QUOTED TEXT
IPO – Initial Public Offering. When a company reaches a certain stage in its growth, it
      may decide to issue stock in order to raise capital, or go public, with an initial public
      offering (IPO).


portfolio - If you own more than one security, you have an investment portfolio.

preferred stock – Preferred stockholders do not have voting rights, but they are paid
      their dividends (very often on a fixed schedule) before common stock shareholders.
      The price of preferred stock is usually more stable than common stock.


price/earnings ratio - The price-to-earnings ratio (P/E) is the relationship between a
      company’s earnings and its share price, and is calculated by dividing the current
      price per share by the earnings per share. A stock’s P/E gives you a sense of what
      you are paying for a stock in relation to its earning power.


principal – Principal refers to the amount of money you invest (or borrow, as in a
      mortgage).

Dataset records
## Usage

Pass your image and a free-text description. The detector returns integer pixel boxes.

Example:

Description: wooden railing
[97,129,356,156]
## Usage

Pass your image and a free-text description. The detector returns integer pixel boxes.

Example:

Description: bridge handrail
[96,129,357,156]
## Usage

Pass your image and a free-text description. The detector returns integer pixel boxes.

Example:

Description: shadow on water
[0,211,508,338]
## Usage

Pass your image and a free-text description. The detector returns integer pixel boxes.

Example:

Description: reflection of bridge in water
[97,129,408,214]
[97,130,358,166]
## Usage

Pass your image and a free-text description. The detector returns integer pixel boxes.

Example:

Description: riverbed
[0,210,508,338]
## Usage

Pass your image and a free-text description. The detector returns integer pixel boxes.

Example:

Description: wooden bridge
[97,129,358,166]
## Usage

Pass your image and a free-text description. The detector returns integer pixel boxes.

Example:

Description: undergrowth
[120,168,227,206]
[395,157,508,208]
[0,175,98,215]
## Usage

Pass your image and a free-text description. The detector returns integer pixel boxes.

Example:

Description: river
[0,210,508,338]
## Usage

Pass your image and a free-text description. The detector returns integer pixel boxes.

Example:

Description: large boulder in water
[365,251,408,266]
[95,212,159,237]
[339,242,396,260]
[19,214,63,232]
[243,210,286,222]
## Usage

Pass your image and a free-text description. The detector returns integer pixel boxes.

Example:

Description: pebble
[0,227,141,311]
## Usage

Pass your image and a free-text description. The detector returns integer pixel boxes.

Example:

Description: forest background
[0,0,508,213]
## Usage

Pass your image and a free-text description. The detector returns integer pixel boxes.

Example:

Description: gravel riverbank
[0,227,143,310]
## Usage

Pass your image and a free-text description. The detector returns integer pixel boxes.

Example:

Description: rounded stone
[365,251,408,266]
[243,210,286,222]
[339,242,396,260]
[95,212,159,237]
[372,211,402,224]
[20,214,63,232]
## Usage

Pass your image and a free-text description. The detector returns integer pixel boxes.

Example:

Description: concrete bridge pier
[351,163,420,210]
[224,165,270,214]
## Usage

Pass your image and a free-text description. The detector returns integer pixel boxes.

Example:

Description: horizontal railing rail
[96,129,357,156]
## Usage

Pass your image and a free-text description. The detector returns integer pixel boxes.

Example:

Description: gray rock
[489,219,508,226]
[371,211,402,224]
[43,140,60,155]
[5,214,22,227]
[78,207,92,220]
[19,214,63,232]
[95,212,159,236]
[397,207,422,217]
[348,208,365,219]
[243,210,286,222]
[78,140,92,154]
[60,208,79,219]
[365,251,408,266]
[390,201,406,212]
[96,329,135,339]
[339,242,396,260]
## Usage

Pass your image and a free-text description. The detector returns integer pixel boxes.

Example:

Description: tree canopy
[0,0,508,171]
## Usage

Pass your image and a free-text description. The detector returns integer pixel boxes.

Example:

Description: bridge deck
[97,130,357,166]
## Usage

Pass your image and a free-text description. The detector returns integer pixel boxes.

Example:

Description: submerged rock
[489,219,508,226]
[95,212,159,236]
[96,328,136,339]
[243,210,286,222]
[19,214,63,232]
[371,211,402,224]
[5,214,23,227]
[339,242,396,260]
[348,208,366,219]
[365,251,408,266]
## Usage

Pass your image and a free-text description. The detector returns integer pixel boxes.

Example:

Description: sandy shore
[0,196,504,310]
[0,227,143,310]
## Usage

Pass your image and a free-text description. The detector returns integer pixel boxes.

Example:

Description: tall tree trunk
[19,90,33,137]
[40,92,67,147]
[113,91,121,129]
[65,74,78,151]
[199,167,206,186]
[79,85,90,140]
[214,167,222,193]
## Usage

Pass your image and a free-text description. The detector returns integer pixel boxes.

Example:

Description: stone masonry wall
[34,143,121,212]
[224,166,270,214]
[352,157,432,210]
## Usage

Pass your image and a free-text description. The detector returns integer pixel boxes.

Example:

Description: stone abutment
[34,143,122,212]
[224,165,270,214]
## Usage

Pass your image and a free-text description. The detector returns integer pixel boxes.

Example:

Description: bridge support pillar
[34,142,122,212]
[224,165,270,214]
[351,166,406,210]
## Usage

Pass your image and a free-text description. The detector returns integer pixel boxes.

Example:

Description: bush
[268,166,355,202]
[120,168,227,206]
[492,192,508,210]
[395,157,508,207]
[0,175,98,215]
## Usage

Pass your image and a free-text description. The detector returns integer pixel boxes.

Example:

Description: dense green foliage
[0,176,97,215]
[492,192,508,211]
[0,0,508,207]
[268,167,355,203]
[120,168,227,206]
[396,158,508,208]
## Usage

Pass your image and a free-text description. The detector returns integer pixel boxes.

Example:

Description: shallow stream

REQUIRED ACTIONS
1. Set down the stretch of the investing glossary from "The price of" through "its earning power.", word for word.
2. Please resume the investing glossary from the point where it stops.
The rows aren't needed for anything here.

SET OF ANSWERS
1.
The price of preferred stock is usually more stable than common stock.


price/earnings ratio - The price-to-earnings ratio (P/E) is the relationship between a
      company’s earnings and its share price, and is calculated by dividing the current
      price per share by the earnings per share. A stock’s P/E gives you a sense of what
      you are paying for a stock in relation to its earning power.

2.
private corporation – A company is private if it has not issued stock to the public. In
      a privately held company, the stock is held by company founders, management,
      employees, and sometimes venture capitalists.

profit - Profit, which is also called net income or earnings, is the money a business has
      left after it pays its operating expenses, taxes, and other current bills.


public corporation - The stock of a public company is owned and traded by individual
      and institutional investors.


public float – The public float is the portion of shares of a company that is not held by
      the company management.


record date – The record date is the date a company announces a dividend. You must
      own stock on the record date in order to receive the dividend.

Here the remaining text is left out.